# Esercizi:
1. Stabilisci se le affermazioni (a), (b) e (c) concordano con il testo sui deepfake. Per ciascuna rispondi sì o no e cita fedelmente le parole del testo che lo determinano.
(a) I software adatti a creare contenuti deepfake ampiamente credibili sono alla portata di tutti.
(b) Oggi sono disponibili tantissime applicazioni per creare contenuti di questo tipo.
(c) Davanti al video sui tetti di una banlieue di Parigi, chi scrive se ne sentirebbe turbato.
2. Trascrivi parola per parola il passo del testo sui deepfake che va dalle parole "Non credo ai" fino alle parole "ha reso possibile." comprese.

Non credo ai miei occhi
di Lucia Cammarata
Cosa succederebbe se domani mi svegliassi e scoprissi che in rete gira un video che mi ritrae mentre faccio parkour sui tetti di una banlieue di Parigi, sul palco di Woodstock del ’69 accanto a Jimi Hendrix o seduta ad un tavolo sorseggiando un tè insieme al Cappellaio Matto?
Probabilmente ne sarei divertita, condividerei il video con i miei amici e tutto sfumerebbe a fine giornata con il sogno inesaudibile di potere o aver potuto effettivamente fare ciò che il video ha reso possibile.
Ma come finirebbe la mia giornata se il mio volto e quello che sembra essere il mio corpo con la loro mimica e gestualità, si mostrassero in video nell’atto di torturare un cane per strada, impugnare un’arma e sparare all’impazzata o cantare a squarciagola “menomale che Silvio c’è” in una piazza affollata? Sono sicura che, per quanto nessuna di queste sia una pratica che mi appartiene, ne uscirei davvero turbata.
Eppure oggi per creare contenuti del genere sono disponibili tantissime applicazioni e noi tutti mettiamo a disposizione di qualsivoglia burlone un vasto catalogo di foto e informazioni personali.
Ovviamente i software adatti a creare dei contenuti deepfake ampiamente credibili non sono a portata di tutti. Questo dovrebbe tranquillizzarci? L’intelligenza artificiale di tali programmi riesce a generare immagini estremamente realistiche, causando ulteriore disordine nell’informazione, condividendo messaggi fuorvianti e situazioni talmente manipolate da risultare, al contrario, vere.

# Dati:
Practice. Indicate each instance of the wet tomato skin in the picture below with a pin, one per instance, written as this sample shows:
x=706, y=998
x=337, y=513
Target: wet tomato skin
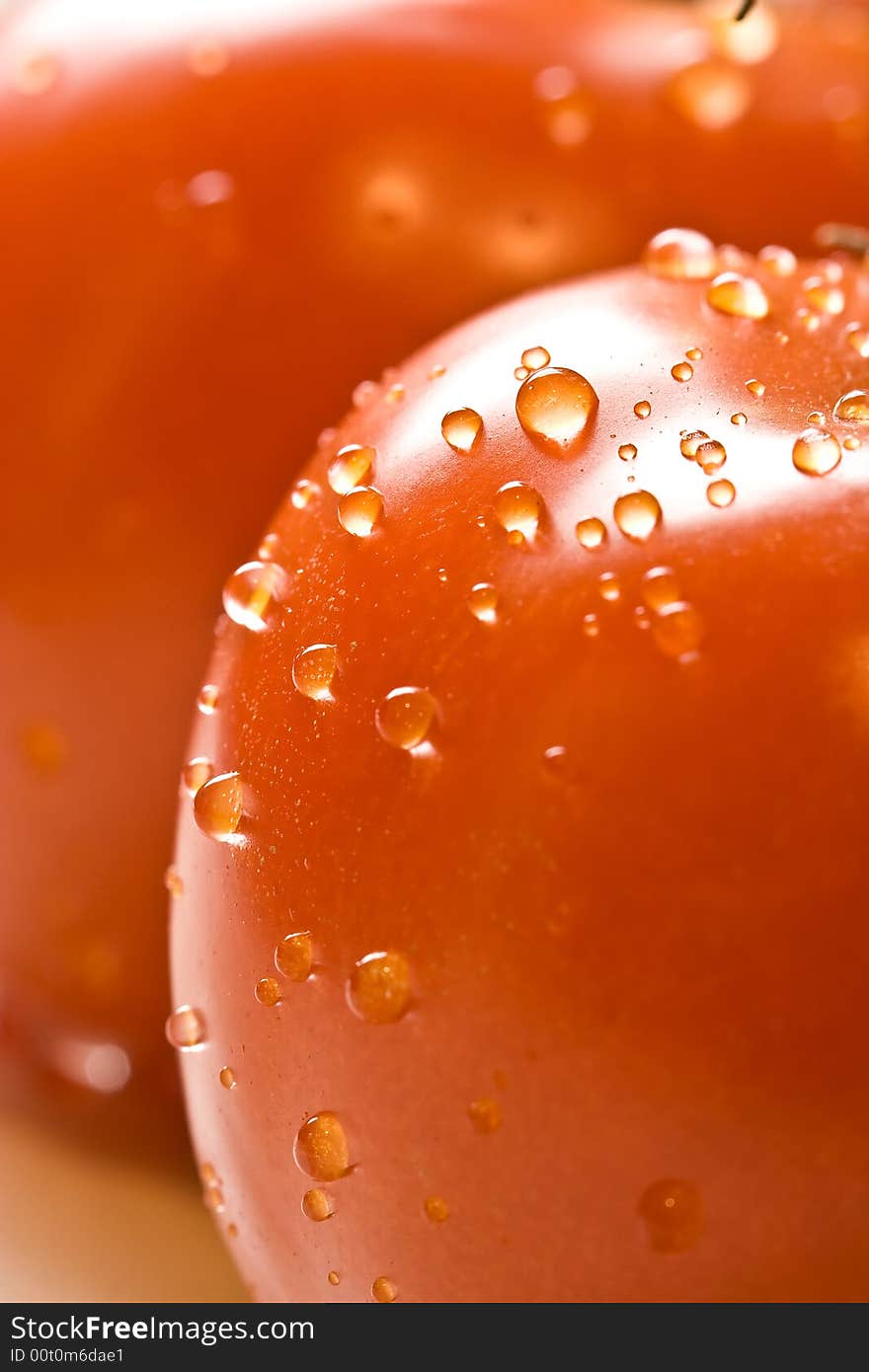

# Soluzioni:
1.
(a) No: "Ovviamente i software adatti a creare dei contenuti deepfake ampiamente credibili non sono a portata di tutti."
(b) Sì: "Eppure oggi per creare contenuti del genere sono disponibili tantissime applicazioni"
(c) No: "Probabilmente ne sarei divertita"

2.
Non credo ai miei occhi
di Lucia Cammarata
Cosa succederebbe se domani mi svegliassi e scoprissi che in rete gira un video che mi ritrae mentre faccio parkour sui tetti di una banlieue di Parigi, sul palco di Woodstock del ’69 accanto a Jimi Hendrix o seduta ad un tavolo sorseggiando un tè insieme al Cappellaio Matto?
Probabilmente ne sarei divertita, condividerei il video con i miei amici e tutto sfumerebbe a fine giornata con il sogno inesaudibile di potere o aver potuto effettivamente fare ciò che il video ha reso possibile.